# GIVEN PROBLEM 1
Using the Slurm rebuild article, decide whether each statement agrees with it: (a) The new tool staggers the rebuilding of compute nodes with the help of the Slurm job queue. (b) The maintenance notice says jobs still running when the window starts will be held until it ends. (c) The student reaches the cluster through a web portal. For each one, answer yes or no and quote the words of the article that settle it.
# GIVEN PROBLEM 2
Print the part of the Slurm rebuild article between "Let Down and" and "your work accordingly.", inclusive.
# GIVEN PROBLEM 3
In one to three sentences, explain why the student in the Slurm rebuild article can't start the planned job until after the maintenance window.

--- DOCUMENT TEXT ---

For optimal reading, please switch to desktop mode.
At StackHPC we have been working on an exciting new tool for our OpenTofu defined,
Ansible driven Slurm appliance,
which aims to reduce disruptive and costly downtime during upgrades of production
Slurm clusters. This tool allows us to stagger the rebuilding of compute nodes by using
the Slurm job queue to orchestrate the upgrade process itself.
This presented a number of challenges: We have to contend with the maturity of the
appliance and uphold the key IaC principles with which it was designed; the process must
be easily configured for different sites; and appliance secrets must be handled
securely.
Before we dive into the gritty details of how we fared, what exactly is the issue we
are trying to solve, and why is Slurm-controlled rebuild the answer?
Let Down and Hanging Around
Picture this:
You are a student with deadlines for a research paper fast-approaching. You need to run
some final computations using the university's Slurm cluster. You ssh into the login
node and are faced with something like this:
*********************************************************************************
NOTICE: Scheduled Maintenance Window
The cluster will be UNAVAILABLE starting:
XX XX 2025 at 08:00 UTC
Expected completion:
XX XX 2025 at 17:00 UTC
All jobs that cannot complete before the start of the maintenance will be held.
Any jobs still running at the start of the maintenance window WILL BE TERMINATED.
Please plan your work accordingly.
*********************************************************************************
The cluster's down for upgrade maintenance in a few days. The job you hoped to submit
would take too long to complete before the cutoff and now you have to wait until after
the maintenance window to even start it. You were hoping to finalise the analysis over
the weekend but now you don't even get the data until the middle of next week. Disaster!

--- RAW RECORDS ---

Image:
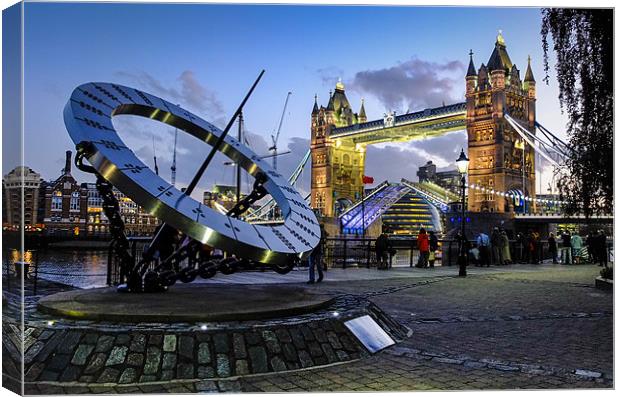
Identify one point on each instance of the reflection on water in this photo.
(80, 268)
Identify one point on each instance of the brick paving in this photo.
(534, 327)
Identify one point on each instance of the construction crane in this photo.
(274, 139)
(155, 158)
(173, 167)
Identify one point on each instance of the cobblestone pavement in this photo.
(528, 327)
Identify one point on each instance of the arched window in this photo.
(74, 204)
(57, 201)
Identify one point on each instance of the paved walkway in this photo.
(513, 327)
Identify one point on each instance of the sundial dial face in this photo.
(88, 118)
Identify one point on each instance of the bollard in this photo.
(344, 255)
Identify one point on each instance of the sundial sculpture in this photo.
(88, 119)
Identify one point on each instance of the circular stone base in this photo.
(186, 303)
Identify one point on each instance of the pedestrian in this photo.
(433, 243)
(473, 255)
(496, 246)
(531, 246)
(424, 248)
(382, 246)
(590, 246)
(566, 248)
(576, 244)
(537, 256)
(484, 243)
(316, 257)
(601, 246)
(553, 248)
(505, 248)
(524, 258)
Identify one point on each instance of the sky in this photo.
(205, 58)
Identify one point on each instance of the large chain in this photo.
(119, 242)
(170, 252)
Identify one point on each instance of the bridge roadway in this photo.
(562, 218)
(406, 127)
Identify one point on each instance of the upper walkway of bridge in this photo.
(409, 119)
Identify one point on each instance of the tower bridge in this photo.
(498, 159)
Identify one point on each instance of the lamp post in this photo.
(462, 164)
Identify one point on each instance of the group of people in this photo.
(487, 250)
(427, 244)
(494, 250)
(569, 248)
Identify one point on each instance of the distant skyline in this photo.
(205, 57)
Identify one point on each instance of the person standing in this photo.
(576, 244)
(424, 248)
(382, 246)
(566, 248)
(601, 248)
(505, 248)
(522, 243)
(553, 248)
(590, 243)
(496, 245)
(483, 249)
(316, 258)
(434, 246)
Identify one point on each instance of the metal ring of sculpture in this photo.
(88, 119)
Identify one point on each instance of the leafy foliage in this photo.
(583, 44)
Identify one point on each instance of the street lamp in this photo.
(462, 163)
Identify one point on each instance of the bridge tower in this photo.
(337, 166)
(496, 152)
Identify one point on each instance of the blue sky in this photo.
(205, 57)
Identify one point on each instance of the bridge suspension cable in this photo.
(548, 150)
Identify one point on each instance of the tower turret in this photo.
(529, 84)
(496, 163)
(361, 117)
(471, 78)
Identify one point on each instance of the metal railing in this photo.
(361, 252)
(136, 247)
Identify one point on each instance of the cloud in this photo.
(415, 84)
(329, 75)
(187, 91)
(405, 159)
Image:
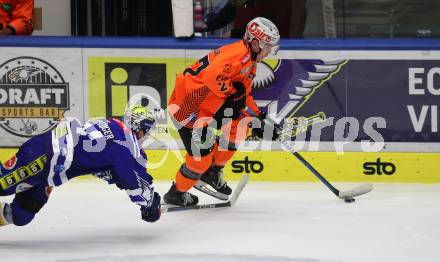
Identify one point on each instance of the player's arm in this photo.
(22, 18)
(218, 75)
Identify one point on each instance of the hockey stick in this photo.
(243, 181)
(345, 195)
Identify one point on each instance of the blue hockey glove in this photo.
(152, 213)
(259, 132)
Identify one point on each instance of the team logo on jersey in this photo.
(285, 98)
(10, 163)
(33, 96)
(22, 187)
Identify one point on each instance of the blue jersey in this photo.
(106, 148)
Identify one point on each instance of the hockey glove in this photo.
(152, 213)
(267, 124)
(236, 101)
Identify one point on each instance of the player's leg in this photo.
(233, 133)
(190, 172)
(25, 175)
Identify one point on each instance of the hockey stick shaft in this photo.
(363, 189)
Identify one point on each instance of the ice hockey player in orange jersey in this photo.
(211, 95)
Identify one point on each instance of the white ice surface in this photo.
(91, 221)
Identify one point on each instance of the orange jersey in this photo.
(17, 15)
(202, 88)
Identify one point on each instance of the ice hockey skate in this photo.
(213, 178)
(175, 197)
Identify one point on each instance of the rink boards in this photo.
(279, 166)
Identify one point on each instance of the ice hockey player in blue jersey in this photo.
(107, 148)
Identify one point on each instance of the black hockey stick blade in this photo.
(203, 187)
(357, 191)
(237, 192)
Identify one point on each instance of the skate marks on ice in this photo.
(196, 258)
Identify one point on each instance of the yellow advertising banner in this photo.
(280, 166)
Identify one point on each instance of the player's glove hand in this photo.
(153, 212)
(266, 124)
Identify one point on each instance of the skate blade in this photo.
(205, 188)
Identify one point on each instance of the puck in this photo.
(349, 200)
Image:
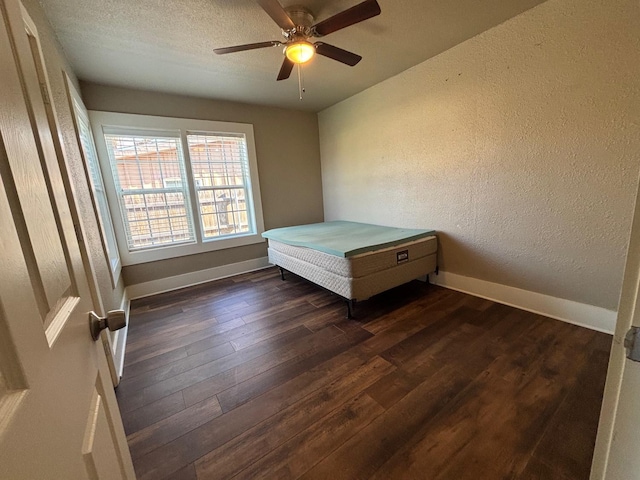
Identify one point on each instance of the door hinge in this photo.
(632, 344)
(78, 231)
(45, 93)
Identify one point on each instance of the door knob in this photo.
(115, 320)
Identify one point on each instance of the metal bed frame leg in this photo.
(350, 305)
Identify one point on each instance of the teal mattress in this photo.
(345, 239)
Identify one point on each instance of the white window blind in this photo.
(220, 168)
(182, 186)
(97, 187)
(151, 186)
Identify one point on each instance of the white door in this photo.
(58, 414)
(617, 453)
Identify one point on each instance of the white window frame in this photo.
(147, 124)
(95, 181)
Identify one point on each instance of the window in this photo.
(94, 178)
(220, 171)
(180, 186)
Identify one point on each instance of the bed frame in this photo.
(358, 277)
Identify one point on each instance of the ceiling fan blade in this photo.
(285, 70)
(248, 46)
(277, 13)
(338, 54)
(351, 16)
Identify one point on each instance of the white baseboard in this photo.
(589, 316)
(154, 287)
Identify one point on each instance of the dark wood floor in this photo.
(251, 377)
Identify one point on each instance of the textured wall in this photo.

---

# WRITTEN SOLUTION 1
(a) Yes: "This tool allows us to stagger the rebuilding of compute nodes by using the Slurm job queue to orchestrate the upgrade process itself."
(b) No: "Any jobs still running at the start of the maintenance window WILL BE TERMINATED."
(c) No: "You ssh into the login node"

# WRITTEN SOLUTION 2
Let Down and Hanging Around
Picture this:
You are a student with deadlines for a research paper fast-approaching. You need to run
some final computations using the university's Slurm cluster. You ssh into the login
node and are faced with something like this:
*********************************************************************************
NOTICE: Scheduled Maintenance Window
The cluster will be UNAVAILABLE starting:
XX XX 2025 at 08:00 UTC
Expected completion:
XX XX 2025 at 17:00 UTC
All jobs that cannot complete before the start of the maintenance will be held.
Any jobs still running at the start of the maintenance window WILL BE TERMINATED.
Please plan your work accordingly.

# WRITTEN SOLUTION 3
The job would take too long to finish before the maintenance cutoff. The notice says that all jobs that cannot complete before maintenance starts will be held, so the job can only start once the window is over.